Set down the entries once more exactly as they were written.

[Input records Boundary: Start]

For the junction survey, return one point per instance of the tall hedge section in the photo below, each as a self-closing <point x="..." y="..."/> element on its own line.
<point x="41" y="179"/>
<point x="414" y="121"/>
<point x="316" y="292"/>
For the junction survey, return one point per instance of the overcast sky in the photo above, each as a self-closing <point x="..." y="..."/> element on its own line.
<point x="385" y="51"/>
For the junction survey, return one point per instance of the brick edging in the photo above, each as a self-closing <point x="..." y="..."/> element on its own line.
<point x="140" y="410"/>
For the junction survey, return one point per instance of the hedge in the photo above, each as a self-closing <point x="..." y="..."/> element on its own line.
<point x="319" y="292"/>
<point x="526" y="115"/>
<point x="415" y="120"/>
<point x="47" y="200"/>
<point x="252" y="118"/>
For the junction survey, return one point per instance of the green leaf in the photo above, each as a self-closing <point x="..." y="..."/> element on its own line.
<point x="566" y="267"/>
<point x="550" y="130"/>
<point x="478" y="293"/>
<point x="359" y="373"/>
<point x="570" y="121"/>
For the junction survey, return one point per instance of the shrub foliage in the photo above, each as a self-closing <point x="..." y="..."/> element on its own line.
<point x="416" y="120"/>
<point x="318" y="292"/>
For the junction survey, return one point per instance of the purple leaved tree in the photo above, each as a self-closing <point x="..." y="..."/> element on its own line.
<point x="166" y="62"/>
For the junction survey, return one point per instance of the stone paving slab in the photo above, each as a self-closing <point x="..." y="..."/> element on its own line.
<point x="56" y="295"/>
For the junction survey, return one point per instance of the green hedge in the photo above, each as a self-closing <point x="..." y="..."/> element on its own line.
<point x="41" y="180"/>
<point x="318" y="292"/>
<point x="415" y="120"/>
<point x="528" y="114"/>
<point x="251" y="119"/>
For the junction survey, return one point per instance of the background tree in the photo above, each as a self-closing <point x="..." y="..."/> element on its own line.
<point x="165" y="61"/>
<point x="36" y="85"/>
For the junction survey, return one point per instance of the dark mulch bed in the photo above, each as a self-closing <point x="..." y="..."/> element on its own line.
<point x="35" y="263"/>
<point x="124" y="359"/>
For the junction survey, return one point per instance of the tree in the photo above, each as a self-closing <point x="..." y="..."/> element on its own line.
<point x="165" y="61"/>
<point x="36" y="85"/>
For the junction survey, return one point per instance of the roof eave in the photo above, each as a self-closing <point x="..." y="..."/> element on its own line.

[Input records Boundary: End]

> **Output of the exercise**
For the junction survey, return one point per instance of the tall hedge section in the photo below, each as a self-closing <point x="..." y="..."/> element on its own line.
<point x="41" y="179"/>
<point x="414" y="121"/>
<point x="316" y="292"/>
For the junction survey, return one point per instance of the overcast sky in the photo above, each as a self-closing <point x="..." y="..."/> element on its own line.
<point x="385" y="51"/>
For the junction survey, return one point per instance of the brick edging in the photo above, each as a self-closing <point x="..." y="..."/> element on its own line.
<point x="140" y="410"/>
For the junction survey, return one point per instance of the hedge in the photo above, each as a self-closing <point x="..." y="..."/> element on its own line.
<point x="319" y="292"/>
<point x="526" y="115"/>
<point x="415" y="120"/>
<point x="47" y="200"/>
<point x="252" y="118"/>
For the junction survey, return one point per instance of the green leaf in the photo above, each as a self-closing <point x="..." y="..."/> element on its own line.
<point x="566" y="267"/>
<point x="550" y="130"/>
<point x="478" y="293"/>
<point x="359" y="373"/>
<point x="570" y="121"/>
For the junction survey, return one point per instance of the shrub foliage in the photo above, each as a self-closing <point x="..." y="..."/> element on its own line.
<point x="416" y="120"/>
<point x="318" y="292"/>
For the junction survey, return one point per instance of the purple leaved tree in the photo above, each as a self-closing <point x="..." y="..."/> element on its own line.
<point x="166" y="62"/>
For the junction survey, return one point per instance of the stone paving slab in the photo above, each as a self-closing <point x="..." y="..."/> element on its own line.
<point x="56" y="295"/>
For the junction survey, return one point per instance of the green hedge in the photo above, each as a self-closing <point x="..." y="..."/> element on its own line.
<point x="41" y="180"/>
<point x="318" y="292"/>
<point x="415" y="120"/>
<point x="528" y="114"/>
<point x="251" y="119"/>
For the junction survey, return one point per instance of the background tree in the photo above, each as a self-closing <point x="..." y="..."/> element on its own line.
<point x="165" y="61"/>
<point x="36" y="85"/>
For the junction survey, return one point per instance of the dark mulch bed in the photo above, each as a self-closing <point x="..." y="..."/> element on its own line.
<point x="35" y="263"/>
<point x="124" y="359"/>
For the junction survey, return one point per instance of the tree in the photo above, each as a self-closing <point x="..." y="..."/> element on its own line.
<point x="165" y="61"/>
<point x="36" y="85"/>
For the junction survey, return one point per instance of the roof eave in the photo above, each as a self-closing <point x="..." y="..."/> element on its own line.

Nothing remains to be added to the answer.